** Begin SOURCE RECORDS **

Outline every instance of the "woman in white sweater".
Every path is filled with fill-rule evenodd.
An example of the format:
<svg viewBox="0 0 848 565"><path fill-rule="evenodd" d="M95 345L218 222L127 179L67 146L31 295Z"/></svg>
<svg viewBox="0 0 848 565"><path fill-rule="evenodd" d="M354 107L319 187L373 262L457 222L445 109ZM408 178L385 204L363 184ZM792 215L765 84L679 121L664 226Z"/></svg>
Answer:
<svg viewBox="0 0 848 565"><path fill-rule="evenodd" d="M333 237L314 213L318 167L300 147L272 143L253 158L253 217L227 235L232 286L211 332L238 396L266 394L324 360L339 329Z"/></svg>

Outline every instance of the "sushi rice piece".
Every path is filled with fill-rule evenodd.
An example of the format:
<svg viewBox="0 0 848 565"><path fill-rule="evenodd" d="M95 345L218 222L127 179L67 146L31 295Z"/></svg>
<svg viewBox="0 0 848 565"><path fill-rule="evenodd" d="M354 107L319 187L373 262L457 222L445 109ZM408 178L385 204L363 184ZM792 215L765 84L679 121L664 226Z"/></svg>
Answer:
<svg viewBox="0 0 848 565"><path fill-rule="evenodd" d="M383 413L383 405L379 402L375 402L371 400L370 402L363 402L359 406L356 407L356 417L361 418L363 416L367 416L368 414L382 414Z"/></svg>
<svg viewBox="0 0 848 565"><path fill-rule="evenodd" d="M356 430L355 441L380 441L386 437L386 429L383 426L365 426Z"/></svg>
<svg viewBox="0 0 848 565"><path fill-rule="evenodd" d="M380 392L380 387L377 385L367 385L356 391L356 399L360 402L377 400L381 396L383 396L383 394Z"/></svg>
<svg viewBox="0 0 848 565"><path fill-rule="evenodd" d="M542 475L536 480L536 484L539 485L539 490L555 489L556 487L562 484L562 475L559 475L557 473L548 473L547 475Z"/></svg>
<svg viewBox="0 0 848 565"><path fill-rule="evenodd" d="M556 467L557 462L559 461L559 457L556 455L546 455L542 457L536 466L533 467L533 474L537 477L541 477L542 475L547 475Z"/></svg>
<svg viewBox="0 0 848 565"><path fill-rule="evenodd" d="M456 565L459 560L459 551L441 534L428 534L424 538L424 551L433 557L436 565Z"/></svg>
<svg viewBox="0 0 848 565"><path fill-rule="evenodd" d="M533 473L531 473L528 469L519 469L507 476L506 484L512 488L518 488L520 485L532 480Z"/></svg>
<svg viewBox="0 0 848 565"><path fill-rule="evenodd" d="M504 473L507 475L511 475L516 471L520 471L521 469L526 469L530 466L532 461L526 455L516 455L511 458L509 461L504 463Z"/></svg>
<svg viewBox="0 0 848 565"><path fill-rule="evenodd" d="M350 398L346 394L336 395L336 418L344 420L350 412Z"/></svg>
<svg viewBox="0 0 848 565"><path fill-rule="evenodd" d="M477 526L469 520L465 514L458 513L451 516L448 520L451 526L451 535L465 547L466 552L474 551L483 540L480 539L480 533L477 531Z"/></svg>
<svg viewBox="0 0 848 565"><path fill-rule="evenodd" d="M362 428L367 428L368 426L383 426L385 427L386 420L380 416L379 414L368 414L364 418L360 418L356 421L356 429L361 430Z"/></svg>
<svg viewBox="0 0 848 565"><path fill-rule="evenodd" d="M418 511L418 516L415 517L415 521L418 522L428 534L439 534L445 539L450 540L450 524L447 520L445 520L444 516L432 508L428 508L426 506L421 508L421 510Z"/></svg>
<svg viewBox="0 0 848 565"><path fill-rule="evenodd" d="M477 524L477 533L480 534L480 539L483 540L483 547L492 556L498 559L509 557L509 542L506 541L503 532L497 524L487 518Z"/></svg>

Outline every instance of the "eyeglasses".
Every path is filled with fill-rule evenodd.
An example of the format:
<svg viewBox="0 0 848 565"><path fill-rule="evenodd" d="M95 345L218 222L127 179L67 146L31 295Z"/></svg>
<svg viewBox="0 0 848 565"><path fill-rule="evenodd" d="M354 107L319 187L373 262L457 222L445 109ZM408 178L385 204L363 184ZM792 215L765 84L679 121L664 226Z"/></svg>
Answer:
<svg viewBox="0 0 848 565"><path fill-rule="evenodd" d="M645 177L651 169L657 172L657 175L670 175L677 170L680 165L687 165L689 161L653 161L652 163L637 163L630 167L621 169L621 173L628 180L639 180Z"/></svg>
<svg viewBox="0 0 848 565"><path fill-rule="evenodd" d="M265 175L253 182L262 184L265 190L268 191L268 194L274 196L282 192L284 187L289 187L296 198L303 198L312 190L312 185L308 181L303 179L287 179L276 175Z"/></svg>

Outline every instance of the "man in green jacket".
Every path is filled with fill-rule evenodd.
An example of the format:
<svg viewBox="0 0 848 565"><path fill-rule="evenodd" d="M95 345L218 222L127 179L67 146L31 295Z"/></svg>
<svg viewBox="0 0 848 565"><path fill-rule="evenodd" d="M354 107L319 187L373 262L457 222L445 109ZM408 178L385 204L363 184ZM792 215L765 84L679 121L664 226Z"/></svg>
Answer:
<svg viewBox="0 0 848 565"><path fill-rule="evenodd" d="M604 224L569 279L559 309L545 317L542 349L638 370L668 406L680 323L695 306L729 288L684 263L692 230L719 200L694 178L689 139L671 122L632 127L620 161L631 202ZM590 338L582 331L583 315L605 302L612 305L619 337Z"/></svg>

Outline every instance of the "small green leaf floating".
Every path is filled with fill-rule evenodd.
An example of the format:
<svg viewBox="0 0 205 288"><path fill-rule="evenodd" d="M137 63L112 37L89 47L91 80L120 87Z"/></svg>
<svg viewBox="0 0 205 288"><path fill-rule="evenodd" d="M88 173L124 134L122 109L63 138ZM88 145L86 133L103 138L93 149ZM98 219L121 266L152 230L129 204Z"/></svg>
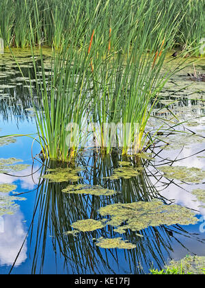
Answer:
<svg viewBox="0 0 205 288"><path fill-rule="evenodd" d="M205 179L205 171L199 168L188 168L185 166L162 166L159 168L169 179L176 179L184 182L199 183Z"/></svg>
<svg viewBox="0 0 205 288"><path fill-rule="evenodd" d="M131 243L127 242L127 240L122 240L121 237L118 238L98 238L96 240L96 245L101 248L105 249L133 249L137 246Z"/></svg>
<svg viewBox="0 0 205 288"><path fill-rule="evenodd" d="M62 192L73 194L89 194L96 196L111 196L119 193L115 190L111 190L102 187L100 185L88 185L86 184L79 184L77 185L68 185L62 190Z"/></svg>
<svg viewBox="0 0 205 288"><path fill-rule="evenodd" d="M80 167L75 168L66 167L66 168L55 168L49 169L46 171L50 172L41 176L42 178L49 179L50 182L77 182L81 177L77 174L83 169Z"/></svg>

** End SOURCE RECORDS **

SET TASK » Rewrite every line above as a JSON list of strings, one string per line, with blank lines omitted. Leave the pictures out of the answer.

SOLUTION »
[
  "Outline every instance of the \"woman in white sweater\".",
  "Every path is filled with fill-rule evenodd.",
  "An example of the format:",
  "<svg viewBox=\"0 0 848 565\"><path fill-rule=\"evenodd\" d=\"M95 345L218 222L127 179L67 146L31 295Z\"/></svg>",
  "<svg viewBox=\"0 0 848 565\"><path fill-rule=\"evenodd\" d=\"M354 107L319 187L373 262L457 222L445 109ZM408 178L385 204L363 184ZM792 215L765 84L679 121L664 226Z\"/></svg>",
  "Answer:",
  "<svg viewBox=\"0 0 848 565\"><path fill-rule=\"evenodd\" d=\"M333 237L314 213L318 167L300 147L272 143L253 158L253 217L227 235L232 286L211 332L238 396L266 394L324 360L339 329Z\"/></svg>",
  "Outline every instance of the \"sushi rice piece\".",
  "Every path is filled with fill-rule evenodd.",
  "An example of the format:",
  "<svg viewBox=\"0 0 848 565\"><path fill-rule=\"evenodd\" d=\"M95 345L218 222L127 179L67 146L31 295Z\"/></svg>",
  "<svg viewBox=\"0 0 848 565\"><path fill-rule=\"evenodd\" d=\"M354 107L319 187L373 262L457 222L445 109ZM408 178L385 204L363 184ZM792 215L765 84L679 121L664 226Z\"/></svg>",
  "Answer:",
  "<svg viewBox=\"0 0 848 565\"><path fill-rule=\"evenodd\" d=\"M383 413L383 405L379 402L375 402L371 400L370 402L363 402L359 406L356 407L356 417L361 418L363 416L367 416L368 414L382 414Z\"/></svg>",
  "<svg viewBox=\"0 0 848 565\"><path fill-rule=\"evenodd\" d=\"M356 430L355 441L380 441L386 437L386 429L383 426L365 426Z\"/></svg>",
  "<svg viewBox=\"0 0 848 565\"><path fill-rule=\"evenodd\" d=\"M380 392L380 387L377 385L367 385L356 391L356 399L360 402L377 400L381 396L383 396L383 394Z\"/></svg>",
  "<svg viewBox=\"0 0 848 565\"><path fill-rule=\"evenodd\" d=\"M542 475L536 480L536 484L539 485L539 490L555 489L556 487L562 484L562 475L559 475L557 473L548 473L547 475Z\"/></svg>",
  "<svg viewBox=\"0 0 848 565\"><path fill-rule=\"evenodd\" d=\"M556 467L557 462L559 461L559 457L556 455L546 455L542 457L536 466L533 467L533 474L537 477L541 477L542 475L547 475Z\"/></svg>",
  "<svg viewBox=\"0 0 848 565\"><path fill-rule=\"evenodd\" d=\"M456 565L459 560L459 551L441 534L428 534L424 538L424 551L433 557L436 565Z\"/></svg>",
  "<svg viewBox=\"0 0 848 565\"><path fill-rule=\"evenodd\" d=\"M533 473L531 473L528 469L519 469L507 476L506 484L512 488L518 488L520 485L532 480Z\"/></svg>",
  "<svg viewBox=\"0 0 848 565\"><path fill-rule=\"evenodd\" d=\"M504 473L507 475L511 475L516 471L520 471L521 469L526 469L530 466L532 461L526 455L516 455L511 458L509 461L504 463Z\"/></svg>",
  "<svg viewBox=\"0 0 848 565\"><path fill-rule=\"evenodd\" d=\"M350 398L346 394L336 395L336 418L344 420L350 412Z\"/></svg>",
  "<svg viewBox=\"0 0 848 565\"><path fill-rule=\"evenodd\" d=\"M477 526L469 520L465 514L458 513L451 516L448 520L451 526L451 535L465 547L466 552L474 551L483 540L480 539L480 533L477 531Z\"/></svg>",
  "<svg viewBox=\"0 0 848 565\"><path fill-rule=\"evenodd\" d=\"M362 428L367 428L368 426L383 426L385 427L386 420L380 416L379 414L368 414L364 418L360 418L356 421L356 429L361 430Z\"/></svg>",
  "<svg viewBox=\"0 0 848 565\"><path fill-rule=\"evenodd\" d=\"M418 511L418 516L415 517L415 521L418 522L428 534L439 534L445 539L450 540L450 524L447 520L445 520L444 516L432 508L428 508L426 506L421 508L421 510Z\"/></svg>",
  "<svg viewBox=\"0 0 848 565\"><path fill-rule=\"evenodd\" d=\"M477 524L477 533L480 534L480 539L483 540L483 547L492 556L498 559L509 557L509 542L506 541L503 532L497 524L487 518Z\"/></svg>",
  "Outline every instance of the \"eyeglasses\".",
  "Every path is filled with fill-rule evenodd.",
  "An example of the format:",
  "<svg viewBox=\"0 0 848 565\"><path fill-rule=\"evenodd\" d=\"M95 345L218 222L127 179L67 146L31 295Z\"/></svg>",
  "<svg viewBox=\"0 0 848 565\"><path fill-rule=\"evenodd\" d=\"M354 107L319 187L373 262L457 222L445 109ZM408 178L385 204L363 184ZM792 215L765 84L679 121L664 226Z\"/></svg>",
  "Answer:",
  "<svg viewBox=\"0 0 848 565\"><path fill-rule=\"evenodd\" d=\"M645 177L651 169L657 172L657 175L670 175L677 170L680 165L687 165L689 161L653 161L652 163L637 163L630 167L621 169L621 173L628 180L639 180Z\"/></svg>",
  "<svg viewBox=\"0 0 848 565\"><path fill-rule=\"evenodd\" d=\"M265 175L253 182L262 184L265 190L268 191L268 194L274 196L282 192L284 187L289 187L296 198L303 198L312 190L312 185L308 181L303 179L287 179L276 175Z\"/></svg>",
  "Outline every instance of the \"man in green jacket\".",
  "Every path is filled with fill-rule evenodd.",
  "An example of the format:",
  "<svg viewBox=\"0 0 848 565\"><path fill-rule=\"evenodd\" d=\"M95 345L218 222L127 179L67 146L31 295Z\"/></svg>",
  "<svg viewBox=\"0 0 848 565\"><path fill-rule=\"evenodd\" d=\"M354 107L319 187L373 262L457 222L445 109ZM408 178L385 204L363 184ZM792 215L765 84L679 121L664 226Z\"/></svg>",
  "Answer:",
  "<svg viewBox=\"0 0 848 565\"><path fill-rule=\"evenodd\" d=\"M604 224L569 279L559 309L545 317L542 349L638 370L668 406L680 323L695 306L729 288L684 263L692 230L719 200L694 178L689 139L671 122L632 127L620 161L631 202ZM590 338L582 331L583 315L605 302L612 305L619 337Z\"/></svg>",
  "Outline every instance of the \"small green leaf floating\".",
  "Every path is filled with fill-rule evenodd.",
  "An example of the format:",
  "<svg viewBox=\"0 0 205 288\"><path fill-rule=\"evenodd\" d=\"M137 63L112 37L89 47L91 80L120 87Z\"/></svg>",
  "<svg viewBox=\"0 0 205 288\"><path fill-rule=\"evenodd\" d=\"M88 173L124 134L122 109L63 138ZM88 145L86 133L103 138L93 149ZM98 219L121 266L152 230L129 204Z\"/></svg>",
  "Answer:",
  "<svg viewBox=\"0 0 205 288\"><path fill-rule=\"evenodd\" d=\"M205 179L205 171L199 168L188 168L185 166L162 166L159 168L169 179L176 179L184 182L199 183Z\"/></svg>",
  "<svg viewBox=\"0 0 205 288\"><path fill-rule=\"evenodd\" d=\"M131 243L127 242L127 240L122 240L121 237L118 238L98 238L96 240L96 245L101 248L105 249L133 249L137 246Z\"/></svg>",
  "<svg viewBox=\"0 0 205 288\"><path fill-rule=\"evenodd\" d=\"M62 192L73 194L89 194L96 196L111 196L119 193L115 190L111 190L102 187L100 185L88 185L86 184L79 184L77 185L68 185L62 190Z\"/></svg>",
  "<svg viewBox=\"0 0 205 288\"><path fill-rule=\"evenodd\" d=\"M80 167L75 168L66 167L66 168L55 168L49 169L46 171L50 172L41 176L42 178L49 179L50 182L77 182L81 177L77 174L83 169Z\"/></svg>"
]